• [DATA EXCERPTS]

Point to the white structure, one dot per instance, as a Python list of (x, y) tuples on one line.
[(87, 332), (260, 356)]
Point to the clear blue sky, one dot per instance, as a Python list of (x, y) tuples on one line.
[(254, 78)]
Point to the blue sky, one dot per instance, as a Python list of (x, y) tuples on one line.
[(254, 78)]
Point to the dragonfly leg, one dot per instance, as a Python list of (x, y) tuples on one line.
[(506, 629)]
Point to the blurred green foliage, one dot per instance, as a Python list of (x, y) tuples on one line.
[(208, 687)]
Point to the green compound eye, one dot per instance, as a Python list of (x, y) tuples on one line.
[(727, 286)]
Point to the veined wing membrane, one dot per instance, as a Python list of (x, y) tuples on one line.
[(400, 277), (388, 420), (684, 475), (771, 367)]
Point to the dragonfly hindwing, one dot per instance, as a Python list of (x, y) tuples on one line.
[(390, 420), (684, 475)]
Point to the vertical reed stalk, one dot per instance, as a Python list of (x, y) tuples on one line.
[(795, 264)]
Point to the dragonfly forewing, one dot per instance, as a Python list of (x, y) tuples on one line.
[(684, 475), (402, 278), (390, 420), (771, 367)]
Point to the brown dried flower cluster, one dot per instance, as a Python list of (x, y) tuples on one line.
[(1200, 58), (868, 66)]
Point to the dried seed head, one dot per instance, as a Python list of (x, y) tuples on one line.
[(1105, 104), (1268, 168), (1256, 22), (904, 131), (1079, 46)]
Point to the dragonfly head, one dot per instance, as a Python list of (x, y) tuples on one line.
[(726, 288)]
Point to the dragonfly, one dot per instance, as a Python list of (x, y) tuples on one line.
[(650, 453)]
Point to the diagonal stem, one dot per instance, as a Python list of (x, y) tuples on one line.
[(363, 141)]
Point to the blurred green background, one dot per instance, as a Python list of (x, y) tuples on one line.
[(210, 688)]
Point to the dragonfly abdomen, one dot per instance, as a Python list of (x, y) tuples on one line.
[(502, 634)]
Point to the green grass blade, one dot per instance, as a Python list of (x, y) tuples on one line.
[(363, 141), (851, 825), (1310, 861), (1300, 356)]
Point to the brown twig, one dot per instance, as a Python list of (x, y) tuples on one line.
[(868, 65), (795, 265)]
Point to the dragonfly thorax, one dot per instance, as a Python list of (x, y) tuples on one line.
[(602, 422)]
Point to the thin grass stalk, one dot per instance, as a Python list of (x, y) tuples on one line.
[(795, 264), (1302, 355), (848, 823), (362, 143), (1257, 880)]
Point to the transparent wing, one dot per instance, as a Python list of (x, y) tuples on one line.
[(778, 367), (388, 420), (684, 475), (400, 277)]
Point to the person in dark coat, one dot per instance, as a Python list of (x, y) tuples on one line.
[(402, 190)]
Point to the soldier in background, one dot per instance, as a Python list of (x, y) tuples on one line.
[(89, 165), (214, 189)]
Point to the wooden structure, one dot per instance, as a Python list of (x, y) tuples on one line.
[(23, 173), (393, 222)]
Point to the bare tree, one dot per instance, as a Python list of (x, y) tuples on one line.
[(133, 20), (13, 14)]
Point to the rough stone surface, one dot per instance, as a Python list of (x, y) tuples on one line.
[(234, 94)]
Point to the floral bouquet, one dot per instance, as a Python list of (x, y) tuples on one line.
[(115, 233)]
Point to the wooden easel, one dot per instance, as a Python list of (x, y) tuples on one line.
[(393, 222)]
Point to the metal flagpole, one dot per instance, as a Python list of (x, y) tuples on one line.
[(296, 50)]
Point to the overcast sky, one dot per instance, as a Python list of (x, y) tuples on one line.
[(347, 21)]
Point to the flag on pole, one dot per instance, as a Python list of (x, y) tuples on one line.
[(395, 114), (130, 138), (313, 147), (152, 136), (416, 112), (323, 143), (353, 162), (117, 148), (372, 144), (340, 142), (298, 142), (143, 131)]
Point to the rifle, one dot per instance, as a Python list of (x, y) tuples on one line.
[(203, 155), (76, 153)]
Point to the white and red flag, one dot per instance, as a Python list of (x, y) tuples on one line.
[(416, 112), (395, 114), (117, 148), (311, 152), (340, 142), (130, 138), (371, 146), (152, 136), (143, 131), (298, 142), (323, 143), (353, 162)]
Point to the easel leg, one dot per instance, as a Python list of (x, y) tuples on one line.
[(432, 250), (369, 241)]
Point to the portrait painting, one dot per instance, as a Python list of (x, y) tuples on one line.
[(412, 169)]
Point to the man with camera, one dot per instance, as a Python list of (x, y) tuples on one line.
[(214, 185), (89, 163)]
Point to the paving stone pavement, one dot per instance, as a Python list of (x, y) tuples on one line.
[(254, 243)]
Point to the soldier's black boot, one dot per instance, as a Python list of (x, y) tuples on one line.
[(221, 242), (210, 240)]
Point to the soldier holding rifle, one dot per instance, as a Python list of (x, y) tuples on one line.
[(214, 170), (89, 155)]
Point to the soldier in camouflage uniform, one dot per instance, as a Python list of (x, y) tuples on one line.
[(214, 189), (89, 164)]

• [WHAT IS NEEDED] Could you transcribe the records in full, exactly?

• [ANSWER BOX]
Point to the white structure, one dot per instance, as a Python list of (x, y) tuples on one line.
[(87, 332), (260, 356)]
Point to the clear blue sky, one dot per instance, as a Python list of (x, y) tuples on one line.
[(254, 78)]
Point to the blue sky, one dot per instance, as a Python list of (x, y) tuples on one line.
[(254, 78)]
Point to the dragonfly leg, one dot per instance, as a Python list of (x, y) tuples on one line.
[(506, 629)]
Point to the blurred green foliage, one dot per instance, as a Python list of (x, y) tuples on one line.
[(208, 687)]
Point to the green compound eye, one dot per instance, as a Python list of (x, y) tuples on one line.
[(727, 286)]
Point to the veined wing membrane, one dot per instance, as a Python list of (x, y) tuples on one line.
[(400, 277), (388, 420), (684, 475), (771, 367)]
Point to the dragonfly hindwing, one dot per instance, as a Python list of (x, y) tuples on one line.
[(390, 420), (684, 475)]
Point to the vertical reed stalk, one dot per instance, as a Python list of (x, y) tuples on one line.
[(795, 264)]
Point to the dragonfly forewing, one dot per instance, as a Python list of (x, y) tuples on one line.
[(684, 475), (402, 278), (390, 420), (771, 367)]
Point to the brown dried flower cluster, one dot per instance, as a Python list of (x, y) tuples on one line.
[(1200, 58), (868, 66)]
Point to the dried seed head, one dot per instance, as a Python list of (x, y) tuples on one line.
[(1105, 104), (1268, 168), (1256, 22), (904, 131), (1079, 46)]
Point to the dragonfly head, one dot per instance, as a Python list of (x, y) tuples on one line.
[(726, 288)]
Point to the dragonfly, one dot per instance, as a Python list of (x, y) tuples on one line.
[(650, 453)]
Point to the diagonal stem, one dot per instance, as a Python list of (x, y) tuples on one line.
[(363, 141)]
Point to the blurred green background, one dot per instance, as a Python list of (x, y) tuples on one line.
[(210, 688)]
Point to the dragonfly abdomen, one dot per instance, as a Python list of (x, y) tuples on one line.
[(502, 634)]
Point to the green grass blade, one dot per instance, as a Python list of (x, y) tuples on one line.
[(363, 141), (851, 825), (1310, 861), (1300, 356)]
Point to the brown twig, one dot per instance, as a Python list of (x, y) tuples on one line.
[(868, 65), (795, 265)]
Point to the dragonfly thorax, one dot per instance, as a Python list of (x, y) tuples on one line.
[(602, 422)]
Point to the thin grass stalk, one dot per instance, as a Python list of (x, y) tuples on one line.
[(795, 264), (1302, 355), (848, 823), (362, 143), (1257, 880)]
Point to the transparent wing, one dot per instance, as a Python list of (x, y) tuples on one line.
[(778, 367), (388, 420), (684, 475), (400, 277)]
Point to the person in dark coat, one dot per instance, as a Python list of (x, y) tuples on one line.
[(402, 190)]
Point to the soldier in background, one dot per instance, as a Python list of (x, y) tuples on one line.
[(89, 165), (214, 189)]
Point to the wooden structure, one dot per instance, as a Python list of (x, y) tuples on one line.
[(23, 173), (393, 222)]
Point to the bare tree, one dot per instance, as a Python list of (x, y) tuples on one line.
[(133, 20), (13, 14)]
Point to the rough stone surface, one dot per instance, as a Python list of (x, y) tuples on one line.
[(234, 94)]
Point to the floral bouquet, one dot per instance, as a Python list of (x, y) tuples on one line.
[(115, 233)]
Point to the wooden easel, one dot per instance, as a Python list of (x, y) tuples on one line.
[(393, 222)]
Point to the metal flagpole, one dot per instance, as a Python list of (x, y) tuples on one line.
[(296, 50)]
Point to the overcast sky, one dot per instance, as a Python list of (x, y) tuples on one line.
[(347, 21)]
Point to the flag on pole, one dot per instance, as a Python list of (x, y) tuples on one line.
[(395, 114), (130, 138), (313, 147), (152, 136), (416, 112), (323, 143), (353, 162), (117, 148), (372, 144), (340, 142), (298, 142), (143, 131)]
Point to the rifle, one dot per instance, as a Python list of (x, y) tuples on one line.
[(203, 155), (76, 153)]
Point to the white and red flag, one dot per instance, as a Python list of (x, y) tuples on one line.
[(416, 112), (395, 114), (117, 148), (311, 152), (340, 142), (130, 138), (371, 146), (152, 136), (143, 131), (298, 142), (323, 143), (353, 162)]
Point to the easel leg, one dot per instance, as a Python list of (x, y) tuples on one line.
[(432, 250), (369, 241)]
Point to the portrait painting, one dot per instance, as a Python list of (x, y) tuples on one line.
[(412, 169)]
Point to the man with camera, one dot per instance, as a Python list of (x, y) tuples on one line.
[(214, 185), (89, 163)]
Point to the paving stone pavement, one dot per instance, as a Python list of (x, y) tuples on one line.
[(254, 243)]
Point to the soldier's black boot, one dot per instance, as a Python list of (x, y) tuples on one line.
[(221, 242), (210, 240)]
Point to the soldier holding rifle, one dot per instance, as a Python list of (x, y) tuples on one line.
[(214, 170), (89, 155)]
Point to the soldier in camouflage uniform, one dot per instance, as a Python list of (x, y) tuples on one line.
[(214, 189), (89, 164)]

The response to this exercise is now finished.